Financiamento público e privado das eleições
Como, então, garantir eleições verdadeiramente democráticas e limpas?
É claro que é preciso mudar o sistema eleitoral. Entretanto, o sistema eleitoral não existe por obra e graça do Espírito Santo. Ele é filho legitimo do próprio sistema econômico e político existente na sociedade, isto é, o capitalismo. Basta observar que em todas as democracias burguesas, bilhões são gastos nas eleições e a classe capitalista, dona do capital, termina controlando os governantes.
Os EUA, principal país capitalista do mundo e considerados como a democracia burguesa mais avançada do Planeta, é também onde mais se gasta dinheiro nas eleições: somente na eleição presidência deste ano, estima-se que serão gastos mais de US$ 1,5 bilhão.
Mitt Romney, candidato a presidente do Partido Republicano, tem entre seus principais financiadores os bancos Goldman Sachs, JP Morgan, Morgan Stanley Bank of America, Crediti Suisse Group e o conglomerado Koch Industries, que atua em petróleo, agropecuária, financeira, minérios, etc. Até agosto, a campanha já tinha arrecadado US$ 546 milhões (R$ 1,1 bilhão). Em troca desse apoio e com o pretexto de incentivar a economia, Romney defende eliminar os impostos para os mais ricos, cortar os programas sociais de assistência à saúde de idosos e crianças e ampla liberdade de ação para o capital financeiro.
Também Barack Obama, candidato à reeleição pelo Partido Democrata, segundo estudo do Center for Responsive Politics, arecada um terço do dinheiro de sua campanha no setor financeiro.
Diante desse quadro, alguns defendem que basta fazer uma reforma eleitoral e substituir o financiamento privado das eleições pelo financiamento público. Porém, mesmo nos países onde existe o financiamento público, o financiamento privado legal ou ilegal termina prevalecendo.
Vejamos o caso da França. Em 29 de fevereiro de 1993, o país aprovou a Lei para a prevenção da corrupção e da transparência, com o objetivo de controlar os partidos, candidatos e o uso de dinheiro nas eleições. Dentre as várias regras, a lei estabelece que as doações feitas aos candidatos são públicas, sendo proibidas doações de cassinos e de procedência estrangeira; que a prestação de contas é obrigatória, com a elaboração de balanços por parte de candidatos e partidos e discriminação das receitas recebidas por origem e despesas por natureza.
Contudo, como ficou provado, o ex-presidente Nicolás Sarkozy desrespeitou a lei, e recebeu recursos ilegalmente da dona da L’Oréal, Liliane Bettencourt, para sua campanha eleitoral. Segundo a investigação em andamento, Liliane Bettencourt recebia proteção do governo para sonegar somas milionárias de impostos e em troca dessas vantagens tributárias entregava envelopes com dinheiro a membros do partido e ao próprio Sarkozy em jantares em sua mansão. Entretanto, devido à imunidade que tinha como presidente, só após deixar o cargo Sarkozy está sendo investigado.
Antes dele, o ex-presidente Jacques Chirac foi condenado a dois anos de prisão por ter criado postos de trabalho fictícios na Prefeitura de Paris e usado o dinheiro para sua campanha presidencial, mas, por conta da idade avançada, não cumpriu a pena.

- _INSTRUÇÕES E REQUISITOS_: Continue o trecho sobre o financiamento das eleições a partir da última frase apresentada. A listagem a seguir não tem relação com o trecho sobre o financiamento das eleições.

Registros de origem:
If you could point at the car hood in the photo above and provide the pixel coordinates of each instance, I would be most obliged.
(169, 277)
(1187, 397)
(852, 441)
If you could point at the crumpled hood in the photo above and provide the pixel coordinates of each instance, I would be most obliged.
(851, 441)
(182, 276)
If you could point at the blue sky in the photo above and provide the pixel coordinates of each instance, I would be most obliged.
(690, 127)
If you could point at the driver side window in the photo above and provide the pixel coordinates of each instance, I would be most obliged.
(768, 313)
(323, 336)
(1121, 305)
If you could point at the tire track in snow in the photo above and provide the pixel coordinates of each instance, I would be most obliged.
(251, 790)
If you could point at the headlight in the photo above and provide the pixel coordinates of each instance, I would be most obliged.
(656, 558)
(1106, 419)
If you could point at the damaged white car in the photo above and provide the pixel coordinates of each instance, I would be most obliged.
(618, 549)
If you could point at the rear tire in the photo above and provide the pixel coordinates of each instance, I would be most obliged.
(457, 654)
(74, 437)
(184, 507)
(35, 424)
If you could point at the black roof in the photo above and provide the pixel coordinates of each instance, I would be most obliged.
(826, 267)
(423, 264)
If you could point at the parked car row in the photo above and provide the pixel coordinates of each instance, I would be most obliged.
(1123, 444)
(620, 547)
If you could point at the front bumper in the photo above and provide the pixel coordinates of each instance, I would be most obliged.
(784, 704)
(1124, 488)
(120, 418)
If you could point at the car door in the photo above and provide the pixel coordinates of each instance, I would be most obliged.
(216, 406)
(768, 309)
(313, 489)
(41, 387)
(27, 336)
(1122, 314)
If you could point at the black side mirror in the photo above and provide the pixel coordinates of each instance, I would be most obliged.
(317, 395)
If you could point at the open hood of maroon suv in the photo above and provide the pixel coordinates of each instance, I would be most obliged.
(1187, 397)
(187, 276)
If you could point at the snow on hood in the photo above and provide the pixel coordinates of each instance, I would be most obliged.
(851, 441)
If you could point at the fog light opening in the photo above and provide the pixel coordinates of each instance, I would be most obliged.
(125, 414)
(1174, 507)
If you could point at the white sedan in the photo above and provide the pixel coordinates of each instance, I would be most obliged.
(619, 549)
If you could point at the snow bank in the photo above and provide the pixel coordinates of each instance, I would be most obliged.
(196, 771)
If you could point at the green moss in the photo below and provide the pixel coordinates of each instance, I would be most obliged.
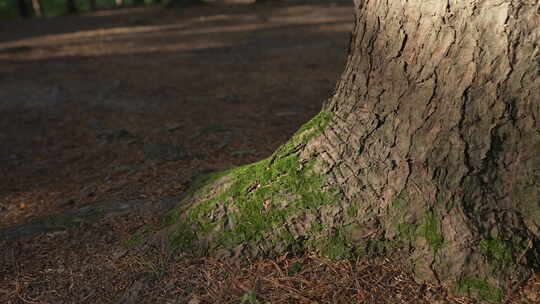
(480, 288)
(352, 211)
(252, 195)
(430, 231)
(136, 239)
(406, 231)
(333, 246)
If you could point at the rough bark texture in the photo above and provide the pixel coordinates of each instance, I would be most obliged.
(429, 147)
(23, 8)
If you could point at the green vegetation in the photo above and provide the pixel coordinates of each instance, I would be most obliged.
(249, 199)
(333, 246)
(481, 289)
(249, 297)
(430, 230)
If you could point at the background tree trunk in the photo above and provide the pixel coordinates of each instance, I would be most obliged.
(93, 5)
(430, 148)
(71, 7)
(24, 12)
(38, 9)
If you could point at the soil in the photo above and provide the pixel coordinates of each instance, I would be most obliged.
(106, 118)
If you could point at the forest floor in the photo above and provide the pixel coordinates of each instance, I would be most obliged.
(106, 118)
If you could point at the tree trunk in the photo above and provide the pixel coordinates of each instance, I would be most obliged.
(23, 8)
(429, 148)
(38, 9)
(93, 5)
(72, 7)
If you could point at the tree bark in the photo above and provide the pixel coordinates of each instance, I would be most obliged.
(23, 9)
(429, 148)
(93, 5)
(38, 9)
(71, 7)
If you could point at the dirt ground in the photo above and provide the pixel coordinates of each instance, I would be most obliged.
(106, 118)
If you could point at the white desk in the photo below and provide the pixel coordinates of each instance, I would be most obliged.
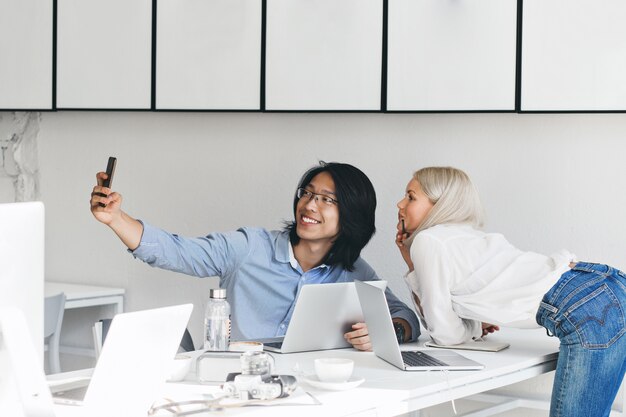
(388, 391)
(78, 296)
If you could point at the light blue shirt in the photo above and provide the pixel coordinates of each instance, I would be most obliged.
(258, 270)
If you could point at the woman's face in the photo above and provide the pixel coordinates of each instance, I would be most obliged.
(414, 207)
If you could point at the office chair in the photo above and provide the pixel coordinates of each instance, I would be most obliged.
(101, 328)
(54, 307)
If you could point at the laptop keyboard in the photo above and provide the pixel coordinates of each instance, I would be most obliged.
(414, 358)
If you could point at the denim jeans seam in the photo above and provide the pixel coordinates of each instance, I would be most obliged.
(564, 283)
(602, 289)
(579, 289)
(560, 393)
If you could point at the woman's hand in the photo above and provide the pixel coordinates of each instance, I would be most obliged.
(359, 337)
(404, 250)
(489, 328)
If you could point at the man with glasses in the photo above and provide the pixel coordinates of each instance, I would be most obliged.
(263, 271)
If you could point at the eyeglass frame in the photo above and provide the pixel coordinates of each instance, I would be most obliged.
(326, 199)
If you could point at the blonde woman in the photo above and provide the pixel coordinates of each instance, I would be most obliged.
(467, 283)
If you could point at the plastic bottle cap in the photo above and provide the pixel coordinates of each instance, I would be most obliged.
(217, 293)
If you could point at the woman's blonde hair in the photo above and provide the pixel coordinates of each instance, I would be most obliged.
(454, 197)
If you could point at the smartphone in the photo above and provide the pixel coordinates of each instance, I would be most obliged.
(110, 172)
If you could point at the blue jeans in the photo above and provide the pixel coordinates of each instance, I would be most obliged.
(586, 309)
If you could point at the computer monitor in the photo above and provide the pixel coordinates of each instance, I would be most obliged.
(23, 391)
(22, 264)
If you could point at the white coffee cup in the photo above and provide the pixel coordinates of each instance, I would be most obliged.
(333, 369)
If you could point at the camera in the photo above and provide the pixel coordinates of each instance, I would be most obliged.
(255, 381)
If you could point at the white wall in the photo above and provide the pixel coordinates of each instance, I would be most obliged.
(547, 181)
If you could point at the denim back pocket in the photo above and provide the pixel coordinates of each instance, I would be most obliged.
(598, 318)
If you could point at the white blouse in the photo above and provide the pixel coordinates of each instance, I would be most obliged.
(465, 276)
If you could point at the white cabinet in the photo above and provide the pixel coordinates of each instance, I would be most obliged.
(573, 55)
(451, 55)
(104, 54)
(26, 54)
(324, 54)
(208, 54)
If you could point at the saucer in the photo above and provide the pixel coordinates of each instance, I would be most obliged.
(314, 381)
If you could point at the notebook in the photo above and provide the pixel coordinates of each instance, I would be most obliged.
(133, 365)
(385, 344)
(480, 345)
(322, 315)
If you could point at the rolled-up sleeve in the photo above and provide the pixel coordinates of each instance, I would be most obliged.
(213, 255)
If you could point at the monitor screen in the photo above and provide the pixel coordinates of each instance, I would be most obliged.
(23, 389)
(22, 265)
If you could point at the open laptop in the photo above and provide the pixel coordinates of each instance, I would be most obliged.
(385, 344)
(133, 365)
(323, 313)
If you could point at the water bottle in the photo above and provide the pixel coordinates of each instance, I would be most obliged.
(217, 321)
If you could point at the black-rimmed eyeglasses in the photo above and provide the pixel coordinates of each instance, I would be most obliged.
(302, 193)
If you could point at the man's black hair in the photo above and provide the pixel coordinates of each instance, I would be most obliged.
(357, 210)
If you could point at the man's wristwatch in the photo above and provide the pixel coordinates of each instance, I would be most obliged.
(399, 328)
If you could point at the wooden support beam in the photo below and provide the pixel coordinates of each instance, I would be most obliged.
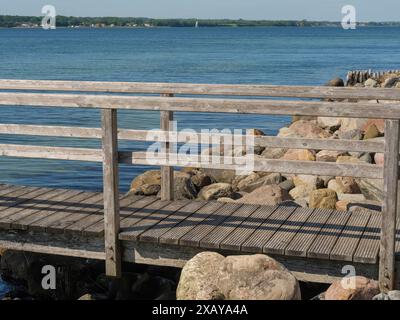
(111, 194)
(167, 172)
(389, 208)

* * *

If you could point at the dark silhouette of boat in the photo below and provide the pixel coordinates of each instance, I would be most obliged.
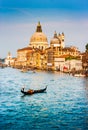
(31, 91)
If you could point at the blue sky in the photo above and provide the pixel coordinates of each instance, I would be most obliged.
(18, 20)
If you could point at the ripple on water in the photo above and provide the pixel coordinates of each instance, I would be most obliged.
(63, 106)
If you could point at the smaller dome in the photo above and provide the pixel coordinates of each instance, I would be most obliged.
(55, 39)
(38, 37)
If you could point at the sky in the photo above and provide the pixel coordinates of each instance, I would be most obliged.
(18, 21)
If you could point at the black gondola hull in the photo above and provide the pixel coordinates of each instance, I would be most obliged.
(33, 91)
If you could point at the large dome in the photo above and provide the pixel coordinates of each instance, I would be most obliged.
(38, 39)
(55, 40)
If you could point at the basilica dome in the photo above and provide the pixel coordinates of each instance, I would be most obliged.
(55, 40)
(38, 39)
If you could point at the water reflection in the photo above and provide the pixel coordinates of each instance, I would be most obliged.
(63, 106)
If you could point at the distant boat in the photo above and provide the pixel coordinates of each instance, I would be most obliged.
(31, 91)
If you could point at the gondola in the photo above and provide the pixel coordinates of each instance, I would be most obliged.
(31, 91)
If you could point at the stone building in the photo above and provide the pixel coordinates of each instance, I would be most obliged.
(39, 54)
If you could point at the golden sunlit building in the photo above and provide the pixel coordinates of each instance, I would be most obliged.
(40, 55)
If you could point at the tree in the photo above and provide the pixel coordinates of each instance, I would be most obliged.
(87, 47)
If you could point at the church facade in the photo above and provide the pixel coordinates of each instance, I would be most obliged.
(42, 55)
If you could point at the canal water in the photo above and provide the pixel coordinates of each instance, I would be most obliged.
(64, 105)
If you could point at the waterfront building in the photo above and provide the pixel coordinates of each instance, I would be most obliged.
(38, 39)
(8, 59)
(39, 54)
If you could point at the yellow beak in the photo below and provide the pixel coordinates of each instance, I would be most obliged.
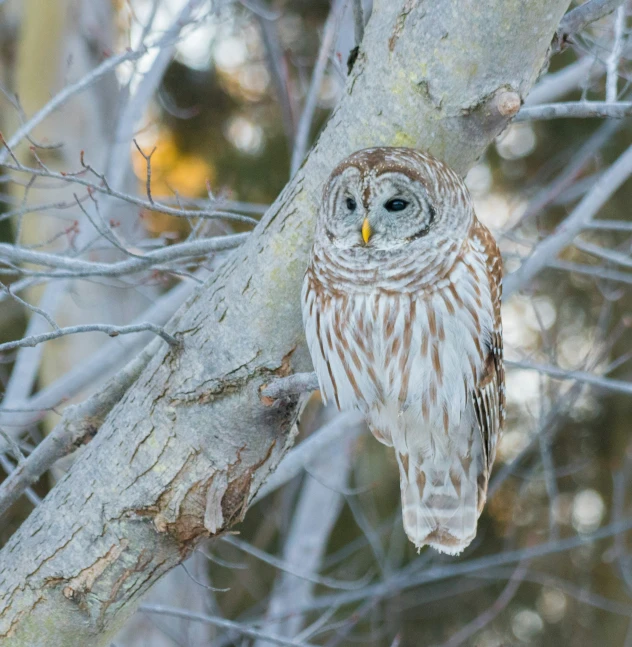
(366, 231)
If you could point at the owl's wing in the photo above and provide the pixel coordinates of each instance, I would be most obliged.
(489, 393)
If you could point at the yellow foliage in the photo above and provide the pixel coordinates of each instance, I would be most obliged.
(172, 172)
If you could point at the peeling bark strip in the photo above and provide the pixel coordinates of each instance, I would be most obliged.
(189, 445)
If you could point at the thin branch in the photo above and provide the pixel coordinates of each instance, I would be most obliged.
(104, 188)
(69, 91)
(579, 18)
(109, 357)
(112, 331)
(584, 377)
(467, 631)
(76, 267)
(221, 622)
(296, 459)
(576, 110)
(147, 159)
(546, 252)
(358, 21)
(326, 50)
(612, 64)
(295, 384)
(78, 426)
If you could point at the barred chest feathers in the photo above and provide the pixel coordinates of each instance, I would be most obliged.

- _RESULTADO DA TAREFA_:
Na Inglaterra, em 2006, o governo de Tony Blair foi denunciado por vender cargos no parlamento e títulos de lordes em troca de um empréstimo de 20 milhões de euros do empresário Gulam Noon para a campanha eleitoral do Partido Trabalhista. Noon recebeu o título de lorde após o empréstimo, mas com o escândalo sua nobreza foi suspensa.
O poder econômico
Como vemos, tanto nos EUA, na França e na Inglaterra, países de democracia burguesa e que possuem financiamento público de campanha, a corrupção e a manipulação das eleições pela classe rica determinam o jogo eleitoral. Trata-se de algo natural para um sistema egoísta cujo princípio maior é de quem tem riqueza tem o poder de escolher os governantes que a protejam e a façam frutificar. Em outras palavras, no século XXI, a democracia burguesa continua sendo “uma democracia limitada, amputada, falsa e hipócrita, um paraíso para os ricos e um engano para os explorados e para os pobres” (Lênin, A Revolução Proletária e o Renegado Kaustky). Ainda mais, hoje, quando todo esse processo é amparado por uma poderosa máquina de propaganda dos meios de comunicação controlados por monopólios e pelos institutos de pesquisas, a serviço daqueles que têm dinheiro para contratá-los com o único objetivo de manipular a opinião popular.
Ademais, num país onde cerca de 56 milhões de pessoas moram em comunidades com infraestrutura precária, mais de 20% da população vivem em situação de indigência ou extrema pobreza, a saúde é privatizada, e a riqueza produzida pela sociedade está concentrada nas mãos de uma reduzida minoria, ao ponto de o Brasil ser o 4º país de maior desigualdade da América Latina, como revelou relatório da ONU divulgado em agosto, a população torna-se alvo fácil para políticos que distribuem não só dinheiro, mas também água, óculos, cestas-básicas ou trocam votos por empregos.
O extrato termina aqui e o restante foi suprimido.